What to do: Transcribe every row below word for word, leaving out the pictures.

Stored rows:

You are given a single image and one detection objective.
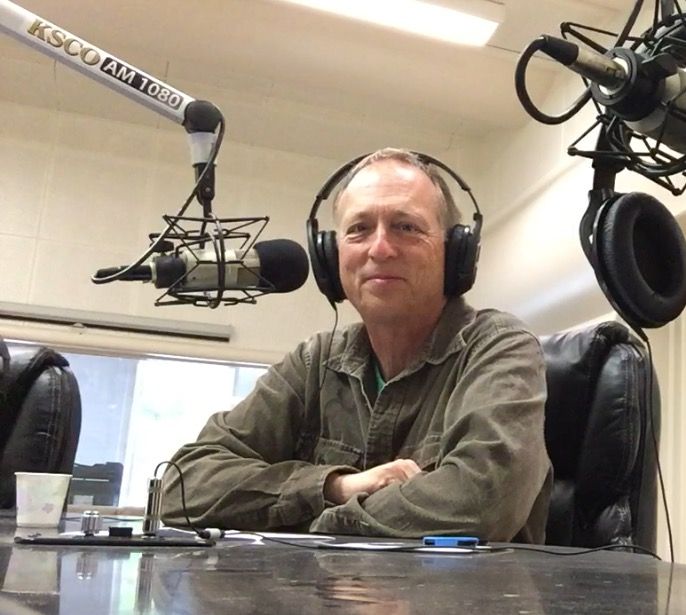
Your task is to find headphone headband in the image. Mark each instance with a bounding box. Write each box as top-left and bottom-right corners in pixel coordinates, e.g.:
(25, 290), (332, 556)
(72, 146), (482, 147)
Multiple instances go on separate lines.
(307, 151), (483, 235)
(307, 151), (483, 305)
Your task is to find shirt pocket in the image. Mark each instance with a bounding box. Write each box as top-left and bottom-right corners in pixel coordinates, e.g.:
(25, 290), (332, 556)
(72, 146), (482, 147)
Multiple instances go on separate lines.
(398, 435), (441, 472)
(314, 437), (363, 468)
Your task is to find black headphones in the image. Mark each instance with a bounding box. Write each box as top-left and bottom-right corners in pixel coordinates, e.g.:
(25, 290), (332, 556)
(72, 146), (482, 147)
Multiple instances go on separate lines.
(579, 162), (686, 329)
(307, 152), (483, 305)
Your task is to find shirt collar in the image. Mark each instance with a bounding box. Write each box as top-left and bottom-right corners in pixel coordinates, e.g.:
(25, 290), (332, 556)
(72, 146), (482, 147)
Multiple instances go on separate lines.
(326, 296), (475, 380)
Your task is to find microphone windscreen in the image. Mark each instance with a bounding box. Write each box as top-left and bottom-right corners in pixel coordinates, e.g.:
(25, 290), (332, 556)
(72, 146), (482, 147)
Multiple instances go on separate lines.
(253, 239), (310, 293)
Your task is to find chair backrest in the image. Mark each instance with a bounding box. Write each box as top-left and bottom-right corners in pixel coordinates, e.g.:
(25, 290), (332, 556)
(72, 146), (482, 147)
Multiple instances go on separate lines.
(541, 322), (660, 550)
(0, 339), (81, 508)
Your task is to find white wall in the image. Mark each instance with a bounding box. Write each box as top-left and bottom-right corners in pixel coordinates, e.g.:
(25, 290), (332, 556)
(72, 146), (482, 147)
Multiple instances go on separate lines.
(0, 0), (686, 559)
(470, 62), (686, 562)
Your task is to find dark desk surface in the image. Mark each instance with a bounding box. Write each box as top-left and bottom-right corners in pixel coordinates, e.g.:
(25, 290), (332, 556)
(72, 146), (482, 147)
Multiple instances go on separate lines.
(0, 519), (686, 615)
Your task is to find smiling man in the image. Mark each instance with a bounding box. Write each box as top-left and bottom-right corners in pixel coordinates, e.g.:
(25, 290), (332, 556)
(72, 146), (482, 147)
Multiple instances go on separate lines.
(163, 149), (551, 542)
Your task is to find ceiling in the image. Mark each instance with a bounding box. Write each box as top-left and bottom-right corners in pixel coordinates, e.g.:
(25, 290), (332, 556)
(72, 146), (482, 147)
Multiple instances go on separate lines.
(0, 0), (632, 157)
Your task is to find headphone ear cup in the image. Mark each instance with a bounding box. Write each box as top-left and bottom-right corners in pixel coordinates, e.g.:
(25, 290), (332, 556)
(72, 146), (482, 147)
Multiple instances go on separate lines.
(307, 225), (345, 303)
(593, 192), (686, 327)
(443, 224), (480, 297)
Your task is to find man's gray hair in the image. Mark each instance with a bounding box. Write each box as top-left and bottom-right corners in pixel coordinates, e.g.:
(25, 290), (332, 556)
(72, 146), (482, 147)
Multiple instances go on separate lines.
(333, 147), (462, 230)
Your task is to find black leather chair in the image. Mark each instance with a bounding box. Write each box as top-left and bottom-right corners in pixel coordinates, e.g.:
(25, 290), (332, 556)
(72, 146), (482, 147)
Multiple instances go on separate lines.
(0, 339), (81, 508)
(541, 322), (660, 550)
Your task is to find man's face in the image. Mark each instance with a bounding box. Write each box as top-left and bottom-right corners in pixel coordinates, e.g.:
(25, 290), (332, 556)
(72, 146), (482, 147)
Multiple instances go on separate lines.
(337, 160), (445, 324)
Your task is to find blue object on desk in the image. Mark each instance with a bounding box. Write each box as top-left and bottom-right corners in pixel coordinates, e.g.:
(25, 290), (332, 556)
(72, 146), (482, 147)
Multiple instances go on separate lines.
(422, 536), (479, 547)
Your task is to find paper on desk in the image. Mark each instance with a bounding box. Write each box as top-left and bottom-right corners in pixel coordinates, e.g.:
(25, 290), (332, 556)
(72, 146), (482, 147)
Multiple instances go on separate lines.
(322, 542), (474, 553)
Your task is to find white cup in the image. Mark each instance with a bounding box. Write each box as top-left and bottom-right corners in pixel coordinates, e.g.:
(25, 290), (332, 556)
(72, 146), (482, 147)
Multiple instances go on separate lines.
(14, 472), (71, 527)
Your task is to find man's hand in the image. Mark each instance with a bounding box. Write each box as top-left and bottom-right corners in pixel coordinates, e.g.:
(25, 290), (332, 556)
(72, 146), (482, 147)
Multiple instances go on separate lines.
(324, 459), (421, 504)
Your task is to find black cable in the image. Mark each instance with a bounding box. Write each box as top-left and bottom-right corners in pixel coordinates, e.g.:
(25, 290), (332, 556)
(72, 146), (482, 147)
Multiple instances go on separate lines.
(153, 461), (207, 538)
(645, 338), (674, 563)
(319, 301), (338, 399)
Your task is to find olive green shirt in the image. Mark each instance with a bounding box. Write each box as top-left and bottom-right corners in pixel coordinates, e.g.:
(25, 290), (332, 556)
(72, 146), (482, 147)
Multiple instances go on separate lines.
(163, 298), (552, 543)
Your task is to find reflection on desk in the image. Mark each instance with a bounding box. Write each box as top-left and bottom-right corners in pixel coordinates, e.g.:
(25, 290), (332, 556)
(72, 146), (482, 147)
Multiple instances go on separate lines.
(0, 522), (686, 615)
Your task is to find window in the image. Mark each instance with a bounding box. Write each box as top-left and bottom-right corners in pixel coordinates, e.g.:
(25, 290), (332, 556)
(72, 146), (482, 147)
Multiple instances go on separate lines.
(11, 351), (267, 507)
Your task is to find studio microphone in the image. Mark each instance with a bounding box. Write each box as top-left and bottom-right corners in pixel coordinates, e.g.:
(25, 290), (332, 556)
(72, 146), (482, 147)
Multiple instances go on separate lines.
(96, 239), (309, 293)
(538, 35), (686, 154)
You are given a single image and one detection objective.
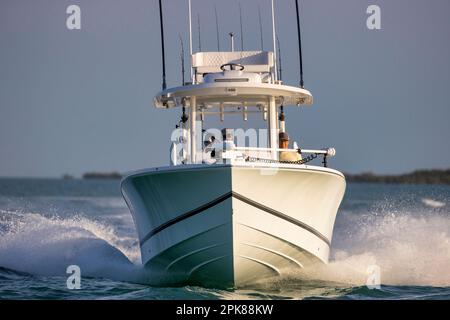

Task response:
You are given a single image and one detection objective.
Your task is to find headphone headband in the image. Mark each instance with a bounding box. Write each box as top-left and bottom-right corners in pixel coordinates, e.g.:
(25, 290), (332, 556)
(72, 146), (482, 147)
Multiple instances go on separate lines.
(307, 151), (483, 235)
(307, 151), (483, 305)
Your task is to find shirt pocket in the image. Mark each instance with a bounding box. Write each box as top-left and bottom-right corners in pixel coordinates, e.g.:
(25, 290), (332, 556)
(72, 146), (482, 147)
Multiple instances go on separate lines.
(398, 435), (441, 472)
(314, 437), (363, 468)
Your task is to find black headphones in the image. Mark each instance with a bounding box. Write each box as top-left and bottom-right corners in pixel coordinates, e.g.:
(25, 290), (332, 556)
(72, 146), (482, 147)
Multiple instances go on separate lines.
(579, 162), (686, 329)
(307, 152), (483, 305)
Your task is to find shirt collar in the image. Mark each instance with a bounding box. Write each box as top-left and bottom-right corners in pixel coordinates, e.g.:
(25, 290), (332, 556)
(72, 146), (482, 147)
Multiple instances go on separate lines.
(326, 296), (475, 380)
Your task is to find microphone windscreen in the image. Mark each instance with a bounding box. Write each box as top-left and bottom-right corners in pixel coordinates, e.g.:
(25, 290), (332, 556)
(72, 146), (482, 147)
Multiple instances go on separate lines.
(253, 239), (310, 293)
Your task is to find chair backrest in the image. Mark each instance with a bounding box. Write each box as top-left and bottom-right corners in pixel coordinates, e.g.:
(25, 290), (332, 556)
(72, 146), (482, 147)
Multiple instances go on separate lines.
(541, 322), (660, 550)
(0, 339), (81, 508)
Your task is to find white wall in the image. Mark each instance with a bounding box. Write each box as top-left and bottom-right corners in pixel coordinates, e.g.:
(25, 290), (332, 556)
(72, 146), (482, 147)
Multiple instances go on separate lines.
(0, 0), (686, 559)
(470, 62), (686, 562)
Your task is to find dark desk surface in the image. Mark each instance with a bounding box. Write each box as top-left and bottom-right corners in pixel coordinates, e.g.:
(25, 290), (332, 556)
(72, 146), (482, 147)
Multiple instances go on separate lines.
(0, 519), (686, 615)
Your task is to find smiling man in the image. Mark each instance with a bounding box. Write each box as top-left and bottom-right corners in pixel coordinates, e.g.:
(25, 290), (332, 556)
(72, 146), (482, 147)
Multiple instances go on separate lines.
(163, 149), (551, 542)
Your task is to find ceiling in the image. Mark each instance with a bounding box. Write each box as top-left and bottom-right corners in pixel coordinates, e.g.:
(25, 290), (332, 556)
(72, 146), (482, 147)
Multiple instances go on separate lines.
(0, 0), (632, 157)
Your task is to find headphone ear cup in the image. Mark each instance with a bounding box. Write each box as top-left and bottom-right corners in pixel coordinates, e.g.:
(25, 290), (332, 556)
(72, 146), (482, 147)
Multiple instances go on separate lines.
(307, 225), (345, 303)
(593, 192), (686, 327)
(443, 224), (480, 297)
Your task is to find man's gray hair in the image. Mark each instance with a bounding box. Write each box as top-left and bottom-right corners in pixel coordinates, e.g.:
(25, 290), (332, 556)
(72, 146), (482, 147)
Multiple instances go on separate lines.
(333, 147), (462, 230)
Your task is to find black leather chair in the image. Mark each instance with a bounding box. Write each box as top-left and bottom-right corners in pixel coordinates, e.g.:
(25, 290), (332, 556)
(72, 146), (482, 147)
Multiple instances go on separate lines.
(0, 339), (81, 508)
(541, 322), (660, 550)
Your task is to find man's face in the image. Mark each instance with a bounding box. Write each box as top-left and bottom-right corners in pixel coordinates, e.g.:
(25, 290), (332, 556)
(72, 146), (482, 147)
Multiple instances go on separate lines.
(337, 160), (445, 324)
Your task is to find blue object on desk in the image. Mark each instance with a bounding box. Write each box as top-left and bottom-right corners in pixel coordinates, e.g.:
(25, 290), (332, 556)
(72, 146), (482, 147)
Multiple instances go on separate lines.
(422, 536), (479, 547)
Your task is to find paper on desk in the image. Mark each instance with a bounding box. Write each box as top-left and bottom-right corners in pixel coordinates, e.g.:
(25, 290), (332, 556)
(72, 146), (482, 147)
Multiple instances go on separate lines.
(322, 542), (474, 553)
Your task is to find white cup in the image. Mark each instance with a bounding box. Write each box as top-left and bottom-right corners in pixel coordinates, e.g.:
(25, 290), (332, 556)
(72, 146), (482, 147)
Multiple instances go on separate lines.
(14, 472), (71, 527)
Your task is to find man's hand in the image. Mark each instance with a bounding box. Write each box as top-left and bottom-right corners in pixel coordinates, e.g.:
(25, 290), (332, 556)
(72, 146), (482, 147)
Multiple instances go on separate lines.
(324, 459), (421, 504)
Your task is to find black cable in the image. Mark each instance with a bounding box. Write each box as top-left and bottom-right corners in pixel coordinates, e.g.:
(25, 290), (332, 556)
(72, 146), (482, 147)
Multiple instances go on separate lines.
(153, 461), (207, 538)
(645, 338), (674, 563)
(319, 301), (338, 399)
Your task is to find olive green shirt in the image. Mark each instance with a bounding box. Write each box as top-left and bottom-right corners in pixel coordinates, e.g.:
(25, 290), (332, 556)
(72, 146), (482, 147)
Multiple instances go on separate lines.
(163, 298), (552, 543)
Your task is to find reflection on desk in the image. Mark each instance with a bounding box. Write each box as top-left and bottom-right corners in pixel coordinates, e.g.:
(25, 290), (332, 556)
(72, 146), (482, 147)
Multiple instances go on separate lines.
(0, 522), (686, 615)
Your task is to find window in the image. Mark each instance with a bounding box. Write each box as top-left and bottom-right corners in pixel coordinates, e.g.:
(25, 290), (332, 556)
(72, 146), (482, 147)
Multiple instances go on separate lines.
(11, 351), (267, 507)
Your task is to find studio microphone in the image. Mark each instance with a bounding box. Write each box as top-left and bottom-right corners in pixel coordinates, e.g.:
(25, 290), (332, 556)
(72, 146), (482, 147)
Multiple instances go on separate lines.
(96, 239), (309, 293)
(538, 35), (686, 154)
You are given a single image and one detection objective.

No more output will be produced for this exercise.